__Dataset items__
================

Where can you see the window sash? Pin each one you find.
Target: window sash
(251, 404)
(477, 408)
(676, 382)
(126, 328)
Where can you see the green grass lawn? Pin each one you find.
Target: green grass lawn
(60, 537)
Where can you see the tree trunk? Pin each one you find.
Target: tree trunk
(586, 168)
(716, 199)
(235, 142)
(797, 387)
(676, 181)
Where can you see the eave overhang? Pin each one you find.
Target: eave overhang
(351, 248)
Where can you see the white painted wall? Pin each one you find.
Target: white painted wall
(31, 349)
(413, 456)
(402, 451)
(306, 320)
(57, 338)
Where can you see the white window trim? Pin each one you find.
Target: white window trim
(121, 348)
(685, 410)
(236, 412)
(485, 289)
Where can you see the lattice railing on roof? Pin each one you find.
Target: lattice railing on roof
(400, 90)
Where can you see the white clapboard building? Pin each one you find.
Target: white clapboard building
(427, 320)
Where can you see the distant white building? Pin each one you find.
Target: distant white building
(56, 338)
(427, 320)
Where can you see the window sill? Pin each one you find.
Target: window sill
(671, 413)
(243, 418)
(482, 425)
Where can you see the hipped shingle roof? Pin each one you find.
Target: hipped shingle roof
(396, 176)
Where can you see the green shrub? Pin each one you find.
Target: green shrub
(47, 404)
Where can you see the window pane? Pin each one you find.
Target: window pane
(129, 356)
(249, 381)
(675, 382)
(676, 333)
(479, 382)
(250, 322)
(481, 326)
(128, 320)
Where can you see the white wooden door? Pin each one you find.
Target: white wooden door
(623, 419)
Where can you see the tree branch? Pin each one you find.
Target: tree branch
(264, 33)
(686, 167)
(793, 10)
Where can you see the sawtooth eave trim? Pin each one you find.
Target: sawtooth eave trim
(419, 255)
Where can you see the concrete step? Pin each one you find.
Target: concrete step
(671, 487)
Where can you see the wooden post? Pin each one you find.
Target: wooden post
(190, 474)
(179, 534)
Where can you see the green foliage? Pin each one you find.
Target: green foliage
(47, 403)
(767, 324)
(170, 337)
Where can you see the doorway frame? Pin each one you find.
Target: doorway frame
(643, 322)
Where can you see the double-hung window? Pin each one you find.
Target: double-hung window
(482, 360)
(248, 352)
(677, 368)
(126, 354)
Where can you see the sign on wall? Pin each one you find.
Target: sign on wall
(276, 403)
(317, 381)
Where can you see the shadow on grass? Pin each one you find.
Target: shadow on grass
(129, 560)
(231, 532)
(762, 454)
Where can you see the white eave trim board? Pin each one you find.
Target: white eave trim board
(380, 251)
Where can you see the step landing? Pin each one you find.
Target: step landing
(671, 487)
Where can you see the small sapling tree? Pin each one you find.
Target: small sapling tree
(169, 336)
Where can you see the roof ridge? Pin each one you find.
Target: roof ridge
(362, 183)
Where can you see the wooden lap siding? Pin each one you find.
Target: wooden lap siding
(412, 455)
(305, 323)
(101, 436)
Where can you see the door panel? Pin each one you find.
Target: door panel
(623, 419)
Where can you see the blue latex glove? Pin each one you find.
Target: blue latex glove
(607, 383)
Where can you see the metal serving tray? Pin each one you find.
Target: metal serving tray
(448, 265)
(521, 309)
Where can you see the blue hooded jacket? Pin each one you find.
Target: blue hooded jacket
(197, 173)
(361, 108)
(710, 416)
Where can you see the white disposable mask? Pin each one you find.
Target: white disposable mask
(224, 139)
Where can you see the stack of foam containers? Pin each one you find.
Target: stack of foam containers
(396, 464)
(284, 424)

================

From the first line to the last, repeat the records exactly.

__Exercise answer__
Where can you see the window sash? Pin each one you find.
Target: window sash
(251, 404)
(477, 408)
(676, 382)
(126, 328)
Where can you see the green grass lawn? Pin each one you find.
Target: green grass lawn
(60, 537)
Where can you see the tree trunk? Pin each one you find.
Target: tree trunk
(586, 168)
(716, 199)
(235, 142)
(797, 387)
(676, 181)
Where can you see the eave overhang? Pin each one you find.
Target: eave overhang
(351, 248)
Where can you see the white painted wall? Pin each one you find.
Target: white painted wall
(31, 349)
(413, 456)
(402, 451)
(306, 320)
(57, 338)
Where can you see the white window trim? Pin each one you find.
Target: white window trim
(121, 348)
(685, 410)
(236, 412)
(485, 289)
Where can you see the lattice railing on roof? Pin each one you find.
Target: lattice railing on roof
(400, 90)
Where can you see the white clapboard building? Pin each one you find.
Target: white clapboard building
(427, 320)
Where can you see the distant white building? Pin each one you find.
Target: distant white building
(56, 338)
(427, 320)
Where can you see the window sill? Pin each one you find.
Target: window sill
(671, 413)
(243, 418)
(482, 425)
Where can you see the hipped shingle roof? Pin each one you find.
Target: hipped shingle roof
(396, 176)
Where can you see the green shrub? Pin each one you find.
Target: green shrub
(47, 404)
Where can you see the window pane? Pin each one you find.
Target: window pane
(129, 356)
(249, 381)
(675, 382)
(676, 333)
(479, 382)
(250, 322)
(481, 326)
(128, 320)
Where can you see the white wooden door? Pin each one you find.
Target: white wooden door
(623, 419)
Where can you see the tree branch? Pin each one you find.
Target: tree branch
(264, 33)
(686, 167)
(793, 10)
Where can you see the sawtooth eave trim? Pin each one you find.
Target: sawtooth eave trim
(419, 255)
Where can you see the concrete step? Pin each one you find.
Target: concrete step
(671, 487)
Where can you see the wooden post? Pin each one you find.
Target: wooden post
(190, 474)
(179, 534)
Where can you see the green foliage? Pin each one you find.
Target: green foliage
(47, 403)
(767, 324)
(170, 337)
Where can you see the doorway frame? Pin each one you find.
Target: doorway frame
(643, 322)
Where can you see the double-hung window? Pin each one you find.
Target: double-hung window
(482, 360)
(248, 352)
(677, 368)
(126, 354)
Where can you see the sign on wall? Pin each one you find.
Target: sign on wall
(276, 403)
(317, 381)
Where can you see the shadow on grass? Pin each one you find.
Target: shadow on grass
(129, 560)
(231, 532)
(762, 454)
Where can you see the white eave trim board? Pin each one you find.
Target: white eave trim board
(380, 251)
Where can you see the step landing? Pin each one you find.
Target: step landing
(671, 487)
Where can you see the small sapling tree? Pin each one you find.
Target: small sapling tree
(169, 336)
Where can you see the roof ridge? Pin each one you find.
Target: roof ridge
(362, 183)
Where can you see the wooden lap siding? Pin each one you find.
Target: wooden lap siding
(412, 455)
(305, 323)
(101, 436)
Where can you see the door panel? Pin each one you find.
Target: door panel
(623, 419)
Where can you see the blue latex glove? Pin each one you find.
Target: blue latex glove
(607, 383)
Where can you see the metal serving tray? Pin each one you find.
Target: metal serving tray
(448, 265)
(521, 309)
Where can you see the blue hooded jacket? Pin each one you find.
Target: blue hooded jacket
(197, 173)
(361, 108)
(710, 416)
Where can you see the white disposable mask? Pin each one you find.
Target: white disposable mask
(224, 139)
Where can you see the stack of foam containers? Pin each one you find.
Target: stack of foam containers
(396, 464)
(284, 424)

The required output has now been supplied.